[Document passage Boundary: Start]

TOKYO (Reuters) - Japan’s government raised its assessment on the economy for a second straight month in June as pick-up in exports and industrial output is supporting a steady economic recovery led by its sweeping fiscal and monetary stimulus policies.
The economy is picking up steadily, the government said in its monthly economic report issued on Thursday, striking a slightly more upbeat note than the previous month when it was described as improving gradually.
The upgrade came as a further encouraging signal for Prime Minister Shinzo Abe’s efforts to pull the world’s third-biggest economy out of nearly two decades of deflation and stagnation, with his policy prescription dubbed ‘Abenomics’.
The diagnosis was in line with that of the Bank of Japan, which raised its view on the economy for a sixth straight month on Tuesday, saying it is picking up. The BOJ held off on new steps arguing that bond markets had stabilized.
“Exports, which are key (to growth), show a clear trend of pickup and output is rising for five months in a row,” a Cabinet Office official said. “As such we see some signs of a favorable cycle of demand leading to output and household income.”

[Document passage Boundary: End]

Task list
[a] Answer these questions from the report on Japan's economy:
(i) For how many straight months had the government raised its economic assessment as of June?
(ii) How did the previous month's report describe the economy?
(iii) According to the Cabinet Office official, for how many months in a row has output been rising?
[b] Reproduce the text of the report on Japan's economy between "The economy is" and "markets had stabilized.", inclusive.

[Provided material Boundary: Start]

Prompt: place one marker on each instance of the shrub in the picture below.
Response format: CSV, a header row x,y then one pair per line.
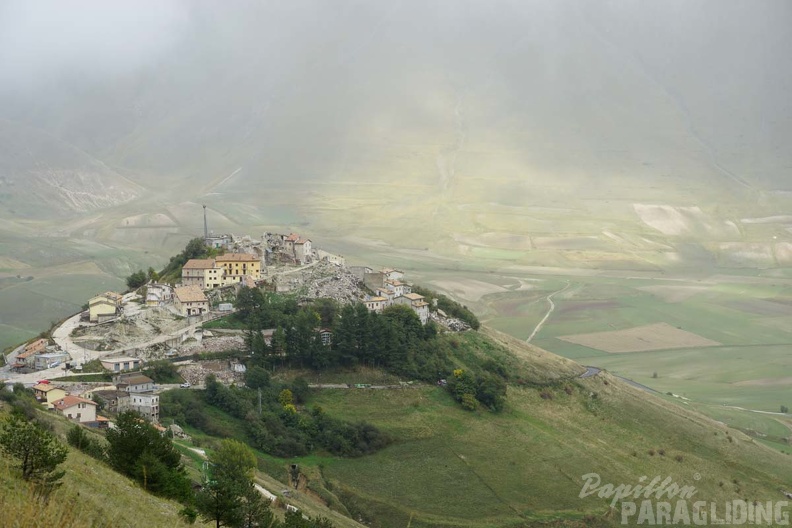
x,y
469,402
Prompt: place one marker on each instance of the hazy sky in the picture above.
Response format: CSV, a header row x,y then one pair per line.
x,y
296,78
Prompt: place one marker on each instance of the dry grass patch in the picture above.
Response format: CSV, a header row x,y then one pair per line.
x,y
659,336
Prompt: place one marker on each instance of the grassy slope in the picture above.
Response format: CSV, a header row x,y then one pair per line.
x,y
453,468
92,495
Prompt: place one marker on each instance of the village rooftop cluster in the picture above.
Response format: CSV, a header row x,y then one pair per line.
x,y
246,262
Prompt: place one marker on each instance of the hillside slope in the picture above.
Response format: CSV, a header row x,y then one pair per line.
x,y
524,466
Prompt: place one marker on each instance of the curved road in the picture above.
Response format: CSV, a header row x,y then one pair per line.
x,y
549,312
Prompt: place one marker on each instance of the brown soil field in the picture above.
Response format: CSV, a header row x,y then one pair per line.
x,y
659,336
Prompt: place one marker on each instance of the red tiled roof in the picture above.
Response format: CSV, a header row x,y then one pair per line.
x,y
237,257
45,387
190,294
199,264
70,401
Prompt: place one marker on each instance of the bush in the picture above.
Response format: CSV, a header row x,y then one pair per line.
x,y
77,437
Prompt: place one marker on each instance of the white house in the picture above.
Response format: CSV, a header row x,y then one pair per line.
x,y
133,382
417,303
120,364
146,403
190,300
376,304
75,408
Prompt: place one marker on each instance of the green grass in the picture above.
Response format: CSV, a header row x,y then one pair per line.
x,y
92,494
482,469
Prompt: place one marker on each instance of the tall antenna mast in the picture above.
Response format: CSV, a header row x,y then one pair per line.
x,y
206,227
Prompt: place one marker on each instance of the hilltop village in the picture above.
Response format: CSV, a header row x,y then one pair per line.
x,y
163,320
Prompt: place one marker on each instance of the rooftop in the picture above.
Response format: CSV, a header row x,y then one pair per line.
x,y
199,264
70,401
237,257
134,379
190,294
45,387
120,360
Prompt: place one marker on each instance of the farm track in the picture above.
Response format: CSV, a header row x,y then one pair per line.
x,y
549,312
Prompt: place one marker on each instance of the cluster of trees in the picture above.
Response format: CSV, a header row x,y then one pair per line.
x,y
139,451
275,426
473,389
228,496
394,340
195,249
140,278
36,451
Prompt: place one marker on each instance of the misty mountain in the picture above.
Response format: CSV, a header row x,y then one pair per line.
x,y
573,134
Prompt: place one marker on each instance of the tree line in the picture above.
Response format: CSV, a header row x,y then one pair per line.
x,y
275,426
227,496
394,340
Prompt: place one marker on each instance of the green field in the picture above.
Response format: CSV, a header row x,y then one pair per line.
x,y
453,468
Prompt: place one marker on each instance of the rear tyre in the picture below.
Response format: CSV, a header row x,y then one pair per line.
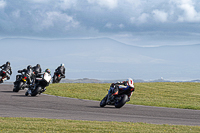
x,y
54,79
103,101
121,102
36,91
18,87
26,94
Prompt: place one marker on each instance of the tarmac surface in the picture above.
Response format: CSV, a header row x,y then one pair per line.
x,y
14,104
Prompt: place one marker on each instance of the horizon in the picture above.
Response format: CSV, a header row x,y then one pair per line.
x,y
103,39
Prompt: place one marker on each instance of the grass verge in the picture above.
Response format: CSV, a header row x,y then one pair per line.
x,y
183,95
42,125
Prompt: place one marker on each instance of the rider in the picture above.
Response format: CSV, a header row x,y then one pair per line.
x,y
7,68
116,87
61,70
37,69
29,72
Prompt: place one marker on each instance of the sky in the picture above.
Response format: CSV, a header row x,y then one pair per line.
x,y
134,22
141,23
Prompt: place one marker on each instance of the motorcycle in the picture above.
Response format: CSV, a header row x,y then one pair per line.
x,y
3,76
119,100
56,77
39,86
21,82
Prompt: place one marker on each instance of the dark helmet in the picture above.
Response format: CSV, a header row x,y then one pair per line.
x,y
48,71
8,63
29,67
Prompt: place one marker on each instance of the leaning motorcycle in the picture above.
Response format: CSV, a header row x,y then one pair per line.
x,y
39,86
3,76
21,82
56,77
119,100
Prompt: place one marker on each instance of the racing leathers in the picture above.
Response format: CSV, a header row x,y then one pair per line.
x,y
115,88
6,68
37,69
61,70
30,74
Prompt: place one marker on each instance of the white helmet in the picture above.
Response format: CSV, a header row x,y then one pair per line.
x,y
130,82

[Provided material Boundary: End]

Solutions to the problems
[a]
(i) Two (June was the second straight month).
(ii) As improving gradually.
(iii) Five.

[b]
The economy is picking up steadily, the government said in its monthly economic report issued on Thursday, striking a slightly more upbeat note than the previous month when it was described as improving gradually.
The upgrade came as a further encouraging signal for Prime Minister Shinzo Abe’s efforts to pull the world’s third-biggest economy out of nearly two decades of deflation and stagnation, with his policy prescription dubbed ‘Abenomics’.
The diagnosis was in line with that of the Bank of Japan, which raised its view on the economy for a sixth straight month on Tuesday, saying it is picking up. The BOJ held off on new steps arguing that bond markets had stabilized.